(Information begins)
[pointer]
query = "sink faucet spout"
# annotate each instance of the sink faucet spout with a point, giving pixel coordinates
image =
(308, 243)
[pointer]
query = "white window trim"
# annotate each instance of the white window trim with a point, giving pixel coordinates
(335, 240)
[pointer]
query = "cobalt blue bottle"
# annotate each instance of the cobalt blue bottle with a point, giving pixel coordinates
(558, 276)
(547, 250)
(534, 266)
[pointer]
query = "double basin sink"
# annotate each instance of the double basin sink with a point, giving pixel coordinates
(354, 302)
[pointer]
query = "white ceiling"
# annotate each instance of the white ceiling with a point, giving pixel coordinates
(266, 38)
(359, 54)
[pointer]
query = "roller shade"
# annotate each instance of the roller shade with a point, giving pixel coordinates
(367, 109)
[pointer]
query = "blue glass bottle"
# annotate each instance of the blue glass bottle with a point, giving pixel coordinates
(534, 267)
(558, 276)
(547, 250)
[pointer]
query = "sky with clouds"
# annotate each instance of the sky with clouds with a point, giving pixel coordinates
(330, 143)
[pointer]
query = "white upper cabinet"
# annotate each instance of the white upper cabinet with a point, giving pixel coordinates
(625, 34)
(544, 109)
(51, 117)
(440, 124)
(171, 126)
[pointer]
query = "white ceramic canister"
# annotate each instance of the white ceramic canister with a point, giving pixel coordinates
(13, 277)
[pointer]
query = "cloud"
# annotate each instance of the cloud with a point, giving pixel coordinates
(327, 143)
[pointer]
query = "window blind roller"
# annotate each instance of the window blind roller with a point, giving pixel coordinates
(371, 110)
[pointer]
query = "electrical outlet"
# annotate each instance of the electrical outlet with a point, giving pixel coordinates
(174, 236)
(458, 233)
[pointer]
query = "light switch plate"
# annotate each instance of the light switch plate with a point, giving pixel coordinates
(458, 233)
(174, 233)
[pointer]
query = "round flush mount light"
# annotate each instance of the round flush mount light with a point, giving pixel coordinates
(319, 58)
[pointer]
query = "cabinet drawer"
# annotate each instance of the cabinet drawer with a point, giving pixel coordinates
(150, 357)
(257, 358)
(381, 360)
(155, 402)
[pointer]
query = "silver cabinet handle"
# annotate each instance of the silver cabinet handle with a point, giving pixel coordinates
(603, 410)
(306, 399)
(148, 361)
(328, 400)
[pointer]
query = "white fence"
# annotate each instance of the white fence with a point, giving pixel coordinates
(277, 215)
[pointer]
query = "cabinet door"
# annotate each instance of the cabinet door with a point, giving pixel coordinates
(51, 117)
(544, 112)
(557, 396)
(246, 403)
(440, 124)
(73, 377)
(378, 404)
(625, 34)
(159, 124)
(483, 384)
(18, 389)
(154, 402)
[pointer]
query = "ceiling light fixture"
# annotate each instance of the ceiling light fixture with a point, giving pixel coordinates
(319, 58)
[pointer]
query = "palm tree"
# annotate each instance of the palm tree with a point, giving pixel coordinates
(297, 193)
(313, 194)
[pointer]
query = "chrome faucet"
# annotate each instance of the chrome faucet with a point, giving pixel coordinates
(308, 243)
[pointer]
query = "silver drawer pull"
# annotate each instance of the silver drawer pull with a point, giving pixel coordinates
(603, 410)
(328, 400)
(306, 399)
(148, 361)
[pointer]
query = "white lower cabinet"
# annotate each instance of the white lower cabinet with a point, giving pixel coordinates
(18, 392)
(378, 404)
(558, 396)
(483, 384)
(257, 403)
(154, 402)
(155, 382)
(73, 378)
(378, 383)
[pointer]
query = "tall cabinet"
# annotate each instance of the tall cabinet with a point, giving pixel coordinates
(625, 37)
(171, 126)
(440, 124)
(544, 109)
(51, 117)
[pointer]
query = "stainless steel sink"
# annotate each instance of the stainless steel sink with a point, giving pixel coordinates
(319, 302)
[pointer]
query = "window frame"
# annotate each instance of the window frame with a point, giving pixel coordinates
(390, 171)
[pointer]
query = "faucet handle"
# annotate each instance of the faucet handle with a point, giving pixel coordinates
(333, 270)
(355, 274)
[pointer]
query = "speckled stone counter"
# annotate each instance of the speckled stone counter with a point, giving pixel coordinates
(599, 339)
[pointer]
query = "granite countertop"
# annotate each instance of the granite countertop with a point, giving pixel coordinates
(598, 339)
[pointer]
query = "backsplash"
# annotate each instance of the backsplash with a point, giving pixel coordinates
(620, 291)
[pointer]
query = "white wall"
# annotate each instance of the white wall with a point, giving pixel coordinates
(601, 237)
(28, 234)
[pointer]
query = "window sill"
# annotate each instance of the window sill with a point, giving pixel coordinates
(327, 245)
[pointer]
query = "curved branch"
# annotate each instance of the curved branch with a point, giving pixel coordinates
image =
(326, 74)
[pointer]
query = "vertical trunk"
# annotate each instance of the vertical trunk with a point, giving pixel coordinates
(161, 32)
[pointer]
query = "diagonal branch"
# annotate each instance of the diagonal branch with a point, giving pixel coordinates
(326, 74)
(Information ends)
__Exercise__: Across all the records above, find each line with "curved" in it and copy it.

__Output for this exercise__:
query = "curved branch"
# annotate each instance of the curved branch with a point, giving pixel coordinates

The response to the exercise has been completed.